Start of Material provided

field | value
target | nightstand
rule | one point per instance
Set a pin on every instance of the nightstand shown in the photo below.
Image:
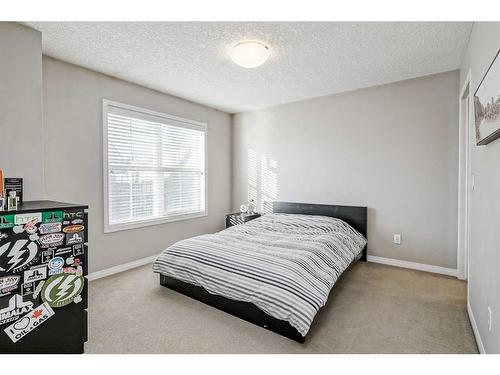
(239, 218)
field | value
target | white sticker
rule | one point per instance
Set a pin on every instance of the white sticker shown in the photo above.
(50, 228)
(29, 322)
(16, 308)
(21, 219)
(35, 274)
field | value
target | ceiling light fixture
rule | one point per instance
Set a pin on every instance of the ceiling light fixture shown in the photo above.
(249, 53)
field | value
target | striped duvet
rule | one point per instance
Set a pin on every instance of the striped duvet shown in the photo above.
(284, 264)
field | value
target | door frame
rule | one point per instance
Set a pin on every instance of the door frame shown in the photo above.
(465, 177)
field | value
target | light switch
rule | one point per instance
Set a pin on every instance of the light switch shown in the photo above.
(397, 239)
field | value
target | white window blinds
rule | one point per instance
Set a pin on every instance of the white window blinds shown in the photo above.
(155, 167)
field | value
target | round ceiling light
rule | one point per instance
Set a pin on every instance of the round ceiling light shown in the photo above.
(249, 53)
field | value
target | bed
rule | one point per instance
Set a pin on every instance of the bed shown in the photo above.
(276, 271)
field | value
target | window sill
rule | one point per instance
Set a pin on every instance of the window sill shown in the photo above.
(146, 223)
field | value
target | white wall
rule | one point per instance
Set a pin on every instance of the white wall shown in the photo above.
(73, 158)
(484, 257)
(392, 148)
(21, 143)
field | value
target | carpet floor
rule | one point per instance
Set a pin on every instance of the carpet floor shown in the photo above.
(372, 309)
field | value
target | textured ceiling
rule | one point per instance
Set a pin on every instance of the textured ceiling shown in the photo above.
(308, 59)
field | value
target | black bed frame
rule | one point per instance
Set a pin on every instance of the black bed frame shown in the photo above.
(354, 216)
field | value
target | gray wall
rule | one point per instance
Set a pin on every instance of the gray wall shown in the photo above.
(73, 158)
(484, 255)
(392, 148)
(21, 142)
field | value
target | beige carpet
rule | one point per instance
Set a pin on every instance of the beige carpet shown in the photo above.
(373, 309)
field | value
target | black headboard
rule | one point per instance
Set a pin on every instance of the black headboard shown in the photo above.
(355, 216)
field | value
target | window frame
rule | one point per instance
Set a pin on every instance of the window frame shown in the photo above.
(109, 228)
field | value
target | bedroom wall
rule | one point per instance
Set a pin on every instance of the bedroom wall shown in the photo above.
(392, 148)
(484, 256)
(21, 133)
(73, 137)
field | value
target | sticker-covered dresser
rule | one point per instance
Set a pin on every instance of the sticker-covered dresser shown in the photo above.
(43, 285)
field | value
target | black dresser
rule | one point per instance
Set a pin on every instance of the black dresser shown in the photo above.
(43, 285)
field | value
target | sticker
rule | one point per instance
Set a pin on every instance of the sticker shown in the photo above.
(63, 250)
(6, 221)
(35, 274)
(78, 250)
(8, 284)
(17, 255)
(52, 239)
(55, 265)
(47, 255)
(73, 229)
(30, 227)
(27, 289)
(74, 238)
(69, 270)
(72, 215)
(15, 309)
(18, 229)
(38, 289)
(52, 217)
(29, 322)
(6, 291)
(71, 261)
(8, 281)
(21, 219)
(50, 228)
(60, 290)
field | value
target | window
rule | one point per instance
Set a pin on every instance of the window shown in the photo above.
(154, 167)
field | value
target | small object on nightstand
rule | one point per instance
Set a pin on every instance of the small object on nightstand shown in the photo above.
(12, 201)
(239, 218)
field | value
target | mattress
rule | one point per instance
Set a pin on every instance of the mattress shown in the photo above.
(285, 264)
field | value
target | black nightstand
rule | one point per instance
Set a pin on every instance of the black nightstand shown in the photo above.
(239, 218)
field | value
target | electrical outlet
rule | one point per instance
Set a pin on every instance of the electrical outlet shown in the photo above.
(397, 239)
(490, 319)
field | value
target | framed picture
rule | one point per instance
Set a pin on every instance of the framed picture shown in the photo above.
(487, 105)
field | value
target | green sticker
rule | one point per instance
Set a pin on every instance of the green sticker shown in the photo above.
(61, 289)
(52, 216)
(6, 221)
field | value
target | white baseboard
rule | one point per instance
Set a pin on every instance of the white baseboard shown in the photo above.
(473, 323)
(120, 268)
(413, 265)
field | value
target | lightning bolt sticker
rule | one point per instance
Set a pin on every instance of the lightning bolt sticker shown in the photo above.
(61, 289)
(20, 254)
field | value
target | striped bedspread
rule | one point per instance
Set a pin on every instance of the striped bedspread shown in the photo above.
(284, 264)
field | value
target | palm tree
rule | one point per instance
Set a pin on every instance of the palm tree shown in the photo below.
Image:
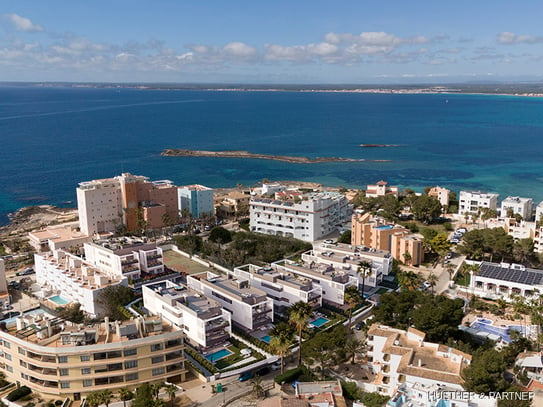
(171, 390)
(364, 269)
(352, 298)
(299, 314)
(432, 279)
(125, 395)
(257, 386)
(105, 397)
(282, 335)
(354, 346)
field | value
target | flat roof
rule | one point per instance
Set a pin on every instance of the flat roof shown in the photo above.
(498, 272)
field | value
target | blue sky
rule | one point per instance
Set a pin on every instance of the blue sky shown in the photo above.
(271, 41)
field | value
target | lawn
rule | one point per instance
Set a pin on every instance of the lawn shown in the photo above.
(182, 264)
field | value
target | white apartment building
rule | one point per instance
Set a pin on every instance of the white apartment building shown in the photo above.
(129, 261)
(197, 199)
(403, 357)
(285, 289)
(100, 206)
(471, 201)
(249, 306)
(58, 359)
(315, 216)
(505, 281)
(74, 279)
(333, 281)
(521, 206)
(203, 321)
(348, 257)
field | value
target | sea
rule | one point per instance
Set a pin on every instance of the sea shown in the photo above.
(52, 138)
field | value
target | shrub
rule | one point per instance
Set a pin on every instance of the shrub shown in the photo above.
(18, 393)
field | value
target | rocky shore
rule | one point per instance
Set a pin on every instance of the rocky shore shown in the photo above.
(175, 152)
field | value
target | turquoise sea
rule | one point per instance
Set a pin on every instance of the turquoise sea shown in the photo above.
(54, 137)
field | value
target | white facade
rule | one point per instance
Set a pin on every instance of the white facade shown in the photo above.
(100, 207)
(333, 281)
(76, 280)
(201, 319)
(471, 201)
(506, 281)
(315, 216)
(284, 289)
(347, 257)
(128, 261)
(249, 306)
(399, 357)
(197, 199)
(521, 206)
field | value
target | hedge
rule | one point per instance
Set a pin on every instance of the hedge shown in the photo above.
(18, 393)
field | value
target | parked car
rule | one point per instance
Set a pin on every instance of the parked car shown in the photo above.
(245, 376)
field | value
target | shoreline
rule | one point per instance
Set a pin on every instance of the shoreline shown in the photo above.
(176, 152)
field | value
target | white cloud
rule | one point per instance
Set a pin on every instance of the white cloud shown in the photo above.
(508, 38)
(22, 23)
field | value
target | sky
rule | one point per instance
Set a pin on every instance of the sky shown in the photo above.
(267, 42)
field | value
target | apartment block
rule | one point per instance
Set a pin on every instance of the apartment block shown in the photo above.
(197, 199)
(73, 278)
(100, 206)
(333, 281)
(285, 289)
(203, 321)
(125, 260)
(441, 194)
(402, 357)
(381, 189)
(348, 258)
(310, 219)
(518, 205)
(250, 307)
(472, 201)
(58, 359)
(376, 233)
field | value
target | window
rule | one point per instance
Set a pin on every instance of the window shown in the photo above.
(130, 364)
(157, 359)
(131, 376)
(158, 371)
(156, 346)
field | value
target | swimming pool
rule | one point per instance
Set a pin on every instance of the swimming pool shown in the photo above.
(220, 354)
(57, 299)
(319, 322)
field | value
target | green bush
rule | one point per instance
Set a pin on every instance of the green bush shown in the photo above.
(18, 393)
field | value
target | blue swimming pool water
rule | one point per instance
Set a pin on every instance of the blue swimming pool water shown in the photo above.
(57, 299)
(213, 357)
(319, 322)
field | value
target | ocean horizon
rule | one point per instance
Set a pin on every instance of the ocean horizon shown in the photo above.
(55, 137)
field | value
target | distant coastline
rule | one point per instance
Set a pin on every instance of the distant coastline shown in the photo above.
(175, 152)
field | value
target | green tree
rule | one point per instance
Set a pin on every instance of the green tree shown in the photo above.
(486, 372)
(426, 208)
(352, 298)
(300, 313)
(220, 235)
(282, 335)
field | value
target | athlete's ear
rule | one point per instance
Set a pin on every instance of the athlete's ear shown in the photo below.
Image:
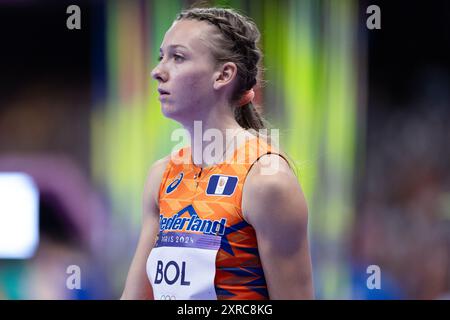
(225, 75)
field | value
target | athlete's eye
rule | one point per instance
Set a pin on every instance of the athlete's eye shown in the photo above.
(178, 58)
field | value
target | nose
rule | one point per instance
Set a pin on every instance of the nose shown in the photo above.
(159, 74)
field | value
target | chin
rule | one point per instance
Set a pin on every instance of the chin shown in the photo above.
(170, 111)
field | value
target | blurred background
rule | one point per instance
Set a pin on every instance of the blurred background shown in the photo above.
(363, 114)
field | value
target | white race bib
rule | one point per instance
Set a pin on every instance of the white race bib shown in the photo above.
(182, 266)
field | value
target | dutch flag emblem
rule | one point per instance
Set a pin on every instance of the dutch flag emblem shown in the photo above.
(220, 185)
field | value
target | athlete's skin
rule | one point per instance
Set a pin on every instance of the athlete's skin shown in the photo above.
(273, 204)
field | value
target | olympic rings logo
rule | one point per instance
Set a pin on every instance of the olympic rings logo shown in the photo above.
(167, 297)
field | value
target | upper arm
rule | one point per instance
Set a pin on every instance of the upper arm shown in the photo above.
(137, 285)
(274, 204)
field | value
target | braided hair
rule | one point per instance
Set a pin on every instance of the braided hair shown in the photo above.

End of Material provided

Only lines belong in the copy, not pictures: write out exactly the lines of the records from the first through the one holding "target | round ceiling light".

field | value
target | nightstand
rule | one point per instance
Set a pin on every instance of the nightstand shown in the photo below.
Image:
(239, 218)
field | value
target | white sticker
rule | one point per instance
Set a pin on every instance of the white sticker shown in the photo above.
(50, 228)
(29, 322)
(16, 308)
(21, 219)
(35, 274)
field | value
target | ceiling light fixture
rule | one point per instance
Set a pin on every instance of the ceiling light fixture shown in the photo above.
(249, 53)
field | value
target | striped duvet
rule | one point per instance
Set a pin on every instance of the striped duvet shown in the photo above.
(284, 264)
field | value
target | door frame
rule | one point per instance
Set a pin on every instance of the door frame shown in the photo above.
(465, 177)
field | value
target | light switch
rule | one point per instance
Set a pin on every instance of the light switch shown in the photo above.
(397, 239)
field | value
target | white window blinds
rule | one point per instance
Set a pin on every instance of the white window blinds shown in the photo above.
(155, 167)
field | value
target | round ceiling light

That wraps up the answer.